SEC. 24. Any person acquiring a patent shall take over the obligations attaching to it which at the date of the lodging of the request for registration at the Patent Office are apparent from the register of patents, or have been duly ordered to be registered.

LITIGATION CAVEATS.

SEC. 25. Suits pending at the courts which concern the ownership of a patent, a mortgage right, as well as any other right accruing on a patent, and also the request for the grant of licenses (sec. 21), the withdrawal, annulment, forfeiture, dependency or decision concerning the relative inefficacy of a patent, may upon request form the subject of a litigation caveat in the register of patents.

The litigation caveat shall have the effect that the decision shall also be fully effective against those persons who only after the date of the arrival at the Patent Office of the request for a litigation caveat have obtained registration in the register of patents.

EXPIRATION.

RECORD SET >>
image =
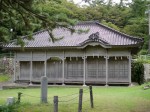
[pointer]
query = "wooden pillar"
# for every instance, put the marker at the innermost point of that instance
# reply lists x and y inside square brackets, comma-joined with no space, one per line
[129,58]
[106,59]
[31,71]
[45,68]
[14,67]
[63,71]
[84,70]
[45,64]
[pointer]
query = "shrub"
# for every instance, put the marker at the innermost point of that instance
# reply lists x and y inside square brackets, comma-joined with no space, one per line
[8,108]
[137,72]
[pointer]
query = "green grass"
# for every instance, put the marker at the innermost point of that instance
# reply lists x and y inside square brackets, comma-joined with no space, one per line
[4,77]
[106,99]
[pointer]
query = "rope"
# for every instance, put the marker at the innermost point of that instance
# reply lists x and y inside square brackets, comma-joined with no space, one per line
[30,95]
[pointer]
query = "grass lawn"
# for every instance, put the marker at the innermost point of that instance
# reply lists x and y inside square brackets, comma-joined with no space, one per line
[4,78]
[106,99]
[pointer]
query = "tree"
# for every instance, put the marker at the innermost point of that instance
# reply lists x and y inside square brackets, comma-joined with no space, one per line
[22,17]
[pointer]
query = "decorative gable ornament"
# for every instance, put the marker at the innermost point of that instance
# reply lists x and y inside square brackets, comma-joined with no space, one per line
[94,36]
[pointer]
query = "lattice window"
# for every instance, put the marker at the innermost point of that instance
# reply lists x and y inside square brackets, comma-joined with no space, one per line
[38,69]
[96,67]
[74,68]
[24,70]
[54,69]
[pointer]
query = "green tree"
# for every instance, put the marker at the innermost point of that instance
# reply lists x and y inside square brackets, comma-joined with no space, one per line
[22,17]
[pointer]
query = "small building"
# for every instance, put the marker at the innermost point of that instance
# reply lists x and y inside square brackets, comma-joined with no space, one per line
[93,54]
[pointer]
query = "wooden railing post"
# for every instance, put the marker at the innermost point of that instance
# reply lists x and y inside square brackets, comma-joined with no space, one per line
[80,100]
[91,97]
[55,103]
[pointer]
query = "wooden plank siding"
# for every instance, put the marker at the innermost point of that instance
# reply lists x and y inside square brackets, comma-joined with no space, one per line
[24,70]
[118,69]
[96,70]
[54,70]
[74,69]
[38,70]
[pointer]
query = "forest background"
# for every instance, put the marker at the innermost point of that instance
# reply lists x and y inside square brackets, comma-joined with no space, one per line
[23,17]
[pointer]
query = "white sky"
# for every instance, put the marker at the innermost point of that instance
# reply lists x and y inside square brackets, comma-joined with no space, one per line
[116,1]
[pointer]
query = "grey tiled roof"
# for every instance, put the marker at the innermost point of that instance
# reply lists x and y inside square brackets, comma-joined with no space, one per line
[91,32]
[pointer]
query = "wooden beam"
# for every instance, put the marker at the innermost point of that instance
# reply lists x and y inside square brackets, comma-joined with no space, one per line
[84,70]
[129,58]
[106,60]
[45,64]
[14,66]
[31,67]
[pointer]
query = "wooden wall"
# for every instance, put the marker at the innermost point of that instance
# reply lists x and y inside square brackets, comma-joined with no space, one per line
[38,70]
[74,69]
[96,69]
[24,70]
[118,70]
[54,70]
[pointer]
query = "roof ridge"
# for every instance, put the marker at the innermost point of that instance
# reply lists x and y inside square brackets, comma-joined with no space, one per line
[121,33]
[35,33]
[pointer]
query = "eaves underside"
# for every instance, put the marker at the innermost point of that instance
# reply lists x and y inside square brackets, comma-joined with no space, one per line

--

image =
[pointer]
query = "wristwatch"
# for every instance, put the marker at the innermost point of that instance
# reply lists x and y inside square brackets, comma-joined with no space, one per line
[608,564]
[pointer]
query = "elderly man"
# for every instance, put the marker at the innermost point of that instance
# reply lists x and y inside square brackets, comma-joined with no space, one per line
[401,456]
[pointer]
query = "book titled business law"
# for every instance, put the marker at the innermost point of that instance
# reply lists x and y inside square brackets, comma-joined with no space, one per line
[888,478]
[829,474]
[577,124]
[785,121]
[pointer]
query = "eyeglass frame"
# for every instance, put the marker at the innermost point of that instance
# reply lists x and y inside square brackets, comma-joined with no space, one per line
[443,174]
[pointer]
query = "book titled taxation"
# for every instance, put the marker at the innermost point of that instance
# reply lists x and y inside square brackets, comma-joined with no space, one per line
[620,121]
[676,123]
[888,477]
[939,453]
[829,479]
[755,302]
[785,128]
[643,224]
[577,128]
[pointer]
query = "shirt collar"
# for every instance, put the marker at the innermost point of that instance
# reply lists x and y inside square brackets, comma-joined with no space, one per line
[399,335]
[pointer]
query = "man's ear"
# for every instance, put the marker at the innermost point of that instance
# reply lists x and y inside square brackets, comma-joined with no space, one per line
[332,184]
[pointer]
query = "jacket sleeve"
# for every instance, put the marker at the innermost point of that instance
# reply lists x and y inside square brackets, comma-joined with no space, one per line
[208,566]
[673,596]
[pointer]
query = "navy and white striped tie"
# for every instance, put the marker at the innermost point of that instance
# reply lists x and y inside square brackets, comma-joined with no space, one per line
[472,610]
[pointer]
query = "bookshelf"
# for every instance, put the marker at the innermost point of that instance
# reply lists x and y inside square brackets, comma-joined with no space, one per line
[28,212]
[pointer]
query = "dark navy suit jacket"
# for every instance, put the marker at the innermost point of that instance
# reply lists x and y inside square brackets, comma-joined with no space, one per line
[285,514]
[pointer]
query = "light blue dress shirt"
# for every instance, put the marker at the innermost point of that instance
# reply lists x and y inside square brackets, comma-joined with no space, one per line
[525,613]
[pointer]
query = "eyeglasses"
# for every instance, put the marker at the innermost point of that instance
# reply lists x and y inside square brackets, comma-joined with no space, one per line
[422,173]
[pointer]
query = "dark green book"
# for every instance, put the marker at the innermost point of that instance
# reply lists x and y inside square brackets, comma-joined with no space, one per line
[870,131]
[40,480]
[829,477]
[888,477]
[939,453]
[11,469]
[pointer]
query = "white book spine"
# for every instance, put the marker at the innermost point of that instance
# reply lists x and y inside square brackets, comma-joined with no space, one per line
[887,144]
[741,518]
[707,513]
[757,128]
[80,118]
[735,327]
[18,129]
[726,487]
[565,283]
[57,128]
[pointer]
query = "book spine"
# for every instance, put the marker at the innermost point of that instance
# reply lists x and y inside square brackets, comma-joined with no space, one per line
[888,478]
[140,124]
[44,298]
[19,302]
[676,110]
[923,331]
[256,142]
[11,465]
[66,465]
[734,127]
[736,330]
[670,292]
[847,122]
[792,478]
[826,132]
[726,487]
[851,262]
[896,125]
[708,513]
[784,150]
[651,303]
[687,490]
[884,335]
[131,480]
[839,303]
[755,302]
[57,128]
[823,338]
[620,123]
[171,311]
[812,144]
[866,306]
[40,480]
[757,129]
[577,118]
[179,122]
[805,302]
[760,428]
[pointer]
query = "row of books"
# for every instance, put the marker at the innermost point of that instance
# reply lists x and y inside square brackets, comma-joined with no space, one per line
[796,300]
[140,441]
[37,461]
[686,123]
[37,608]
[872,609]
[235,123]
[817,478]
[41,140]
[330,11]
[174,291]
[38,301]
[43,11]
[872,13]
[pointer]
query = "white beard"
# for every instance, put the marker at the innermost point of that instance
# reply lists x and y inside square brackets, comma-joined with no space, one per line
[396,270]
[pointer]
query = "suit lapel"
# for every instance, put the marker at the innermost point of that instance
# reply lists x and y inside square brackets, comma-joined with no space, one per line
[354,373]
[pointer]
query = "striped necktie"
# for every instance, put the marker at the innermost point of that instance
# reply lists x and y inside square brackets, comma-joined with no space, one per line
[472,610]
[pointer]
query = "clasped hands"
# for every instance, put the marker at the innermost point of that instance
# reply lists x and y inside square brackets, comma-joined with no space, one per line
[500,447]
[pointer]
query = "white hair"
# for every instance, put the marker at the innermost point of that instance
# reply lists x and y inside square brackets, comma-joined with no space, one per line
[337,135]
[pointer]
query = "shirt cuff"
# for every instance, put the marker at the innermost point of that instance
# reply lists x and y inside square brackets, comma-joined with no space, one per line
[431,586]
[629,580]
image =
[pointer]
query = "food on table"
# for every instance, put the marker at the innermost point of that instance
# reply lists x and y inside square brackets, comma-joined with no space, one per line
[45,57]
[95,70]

REQUIRED WORK >>
1. In the patent law excerpt, what effect does a litigation caveat have?
2. Write the next part of the patent law excerpt, starting under its last heading.

THE RESPONSES >>
1. The decision is also fully effective against persons who obtained registration in the register of patents only after the request for the litigation caveat arrived at the Patent Office.

2.
SEC. 26. A patent shall be void:

1. Provided the payment of the yearly taxes have been properly made, at the latest at the end of the fifteenth year.

2. If the yearly taxes have not been properly paid into the cash office of the Patent Office, or at a Post Office of the country for conveyance to the same.

3. If the patentee renounce the same.

If the renunciation concern only certain portions of the patent, the patent shall be valid in respect of the remaining portions, provided these can still form the subject of an independent patent.

In the cases of expiration caused by effluxion of time (1 and 2) the same shall operate from the day following the expiration of the last year of validity, in the case of renunciation (3) from the day following the giving notice of the renunciation at the Patent Office.

WITHDRAWAL.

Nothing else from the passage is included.